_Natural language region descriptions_
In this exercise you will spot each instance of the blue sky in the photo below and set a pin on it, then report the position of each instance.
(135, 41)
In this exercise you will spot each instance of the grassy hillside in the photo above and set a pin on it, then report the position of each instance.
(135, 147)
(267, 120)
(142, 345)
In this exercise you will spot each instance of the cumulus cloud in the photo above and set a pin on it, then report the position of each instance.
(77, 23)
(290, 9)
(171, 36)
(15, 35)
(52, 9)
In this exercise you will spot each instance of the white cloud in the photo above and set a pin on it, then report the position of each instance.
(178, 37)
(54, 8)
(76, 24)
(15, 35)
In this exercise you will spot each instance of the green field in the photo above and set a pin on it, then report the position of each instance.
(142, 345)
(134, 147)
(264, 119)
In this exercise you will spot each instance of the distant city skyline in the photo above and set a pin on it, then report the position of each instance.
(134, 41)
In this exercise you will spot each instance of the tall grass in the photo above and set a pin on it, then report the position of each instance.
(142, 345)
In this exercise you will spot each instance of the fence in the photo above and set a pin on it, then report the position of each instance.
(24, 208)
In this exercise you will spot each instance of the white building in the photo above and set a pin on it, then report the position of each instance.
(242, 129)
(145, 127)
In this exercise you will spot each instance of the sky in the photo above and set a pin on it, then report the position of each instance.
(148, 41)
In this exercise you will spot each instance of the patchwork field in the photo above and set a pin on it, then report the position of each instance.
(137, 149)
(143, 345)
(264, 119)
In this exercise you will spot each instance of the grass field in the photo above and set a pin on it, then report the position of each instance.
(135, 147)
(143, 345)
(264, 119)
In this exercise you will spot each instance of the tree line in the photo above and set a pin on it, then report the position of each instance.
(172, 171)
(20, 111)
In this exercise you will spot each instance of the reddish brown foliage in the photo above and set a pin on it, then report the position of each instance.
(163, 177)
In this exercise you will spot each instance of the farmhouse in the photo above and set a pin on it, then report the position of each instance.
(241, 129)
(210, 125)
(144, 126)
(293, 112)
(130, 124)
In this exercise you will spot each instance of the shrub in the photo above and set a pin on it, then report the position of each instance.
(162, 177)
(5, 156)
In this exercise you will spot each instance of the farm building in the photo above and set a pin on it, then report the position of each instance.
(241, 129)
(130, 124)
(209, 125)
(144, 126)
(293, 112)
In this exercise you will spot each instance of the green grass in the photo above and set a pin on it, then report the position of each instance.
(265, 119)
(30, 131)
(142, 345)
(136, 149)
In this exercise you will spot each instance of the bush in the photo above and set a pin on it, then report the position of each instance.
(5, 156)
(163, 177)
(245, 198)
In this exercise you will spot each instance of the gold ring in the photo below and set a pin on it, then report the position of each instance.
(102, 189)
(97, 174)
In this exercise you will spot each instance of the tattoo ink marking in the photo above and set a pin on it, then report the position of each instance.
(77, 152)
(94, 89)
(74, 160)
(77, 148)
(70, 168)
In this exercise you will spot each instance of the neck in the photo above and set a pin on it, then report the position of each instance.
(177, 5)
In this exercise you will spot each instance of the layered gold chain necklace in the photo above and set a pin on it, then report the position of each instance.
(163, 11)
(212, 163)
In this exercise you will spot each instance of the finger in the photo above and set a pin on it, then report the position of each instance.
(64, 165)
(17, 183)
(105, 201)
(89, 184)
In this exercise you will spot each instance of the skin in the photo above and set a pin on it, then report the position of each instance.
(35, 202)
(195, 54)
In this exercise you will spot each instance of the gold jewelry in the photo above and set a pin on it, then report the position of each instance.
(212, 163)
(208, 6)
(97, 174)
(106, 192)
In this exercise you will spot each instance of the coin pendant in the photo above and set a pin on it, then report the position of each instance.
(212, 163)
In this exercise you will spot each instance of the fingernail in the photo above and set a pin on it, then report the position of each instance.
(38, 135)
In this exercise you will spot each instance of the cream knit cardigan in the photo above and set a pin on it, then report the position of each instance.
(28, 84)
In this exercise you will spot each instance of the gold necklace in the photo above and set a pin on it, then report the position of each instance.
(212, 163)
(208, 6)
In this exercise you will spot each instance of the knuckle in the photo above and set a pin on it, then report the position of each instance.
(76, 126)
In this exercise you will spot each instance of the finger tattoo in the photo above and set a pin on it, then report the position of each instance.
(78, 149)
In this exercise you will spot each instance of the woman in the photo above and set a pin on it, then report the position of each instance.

_Requirement_
Once you have read the records above, set each one down again exactly.

_Answer to the exercise_
In this exercise you will spot each instance of the blue sky in the photo below and set a pin on it, then report the position of each instance.
(135, 41)
In this exercise you will spot each instance of the grassy hillside in the photo above and set a pin on it, then report the position of each instance.
(135, 147)
(267, 120)
(142, 345)
In this exercise you will spot each instance of the cumulus cloud in the photo above and set a pin on it, then report the position of each instance.
(77, 23)
(290, 9)
(171, 36)
(15, 35)
(52, 9)
In this exercise you will spot each instance of the white cloud in the photo above and set a pin on it, then report the position of each instance.
(178, 37)
(54, 8)
(76, 24)
(15, 35)
In this exercise you will spot each instance of the green field in the photo above and set a pin on it, then report the position of each instance.
(142, 345)
(134, 147)
(264, 119)
In this exercise you will spot each instance of the distant city skyline in the photo above and set a pin on it, then report the position of each instance.
(134, 41)
In this exercise you will spot each instance of the tall grass in the photo above and set a pin on it, then report the position of each instance.
(142, 345)
In this exercise you will spot each instance of the fence in the photo above and set a pin on it, then report the position of each instance.
(24, 208)
In this exercise you will spot each instance of the white building in the photo above and set a pin on it, then report the position of each instance.
(242, 129)
(145, 127)
In this exercise you will spot each instance of the sky in the photo above and set a pin on it, then report the position of each instance.
(148, 41)
In this exercise you will spot each instance of the patchwork field in the photo above and set a pin on it, then report the position of each instance.
(137, 149)
(143, 345)
(264, 119)
In this exercise you will spot each instance of the grass field in the photo above and set a pin on it, then report the position of each instance.
(135, 147)
(143, 345)
(264, 119)
In this exercise you will spot each instance of the tree line in the photo above and set a pin on it, then report the position of each instance.
(172, 171)
(20, 111)
In this exercise you will spot each instance of the reddish brown foliage in the photo above and set a pin on it, then report the position of each instance.
(163, 177)
In this exercise you will spot each instance of the farmhouse in the photo above and set a pin on it, then report the position of each instance.
(241, 129)
(210, 125)
(144, 126)
(293, 112)
(130, 124)
In this exercise you will spot each instance of the shrub in the photo above and set a pin on it, then report the position of each instance.
(162, 177)
(5, 156)
In this exercise you will spot each instance of the farm building in the photo above and set a pin on it, then report the position of each instance.
(241, 129)
(130, 124)
(209, 125)
(144, 126)
(293, 112)
In this exercise you will spot each instance of the green grass in the photo above and set a pin on it, then report the position of each instance.
(265, 119)
(30, 131)
(142, 345)
(136, 149)
In this exercise you will spot each instance of the bush in the photo above and set a pin on it, then report the position of each instance.
(5, 156)
(163, 177)
(245, 198)
In this exercise you will spot each instance of the gold ring in the photo below and set a pin on it, then report the position of each instance.
(102, 189)
(97, 174)
In this exercise you will spot each instance of the tattoo ink marking in the photo above and set a pin on it, then report the position of each instance.
(77, 152)
(94, 89)
(74, 160)
(77, 148)
(70, 168)
In this exercise you will spot each instance of the neck in the photo above and set a pin on it, then report the position of each instance.
(177, 5)
In this exercise you will spot each instance of the layered gold chain necklace in the photo above and set a pin on it, then report the position of each instance.
(163, 11)
(212, 163)
In this exercise you will spot each instance of the finger in the photo above and set a pin on it, then report the position of each instance.
(64, 165)
(17, 183)
(105, 201)
(89, 184)
In this exercise you will spot each instance of the skin in the photo above and set a pin on it, then report the position of each instance.
(35, 202)
(195, 54)
In this exercise you will spot each instance of the gold jewelry in the photo above and set a pin on it, then report the position of each instance.
(212, 163)
(208, 6)
(97, 174)
(106, 192)
In this exercise you will spot each instance of the coin pendant in the photo above and set a pin on it, then report the position of each instance.
(212, 163)
In this exercise you will spot each instance of the fingernail in the photo above and set a pin on it, then report the position of each instance.
(38, 135)
In this exercise you will spot each instance of the cream knit cardigan in the photo above and set a pin on it, then report the position of each instance.
(28, 84)
In this exercise you will spot each instance of the gold necklace in the photo above and set a pin on it, then report the position of each instance.
(212, 163)
(208, 6)
In this exercise you will spot each instance of the knuckle in the photo above and set a pin on it, then report the position of each instance.
(76, 126)
In this exercise you will spot each instance of the finger tattoo in the photo above and set a pin on it, then report the position of each instance.
(78, 149)
In this exercise you will spot each instance of the woman in the photo above and set a pin on it, then report the position of each instance.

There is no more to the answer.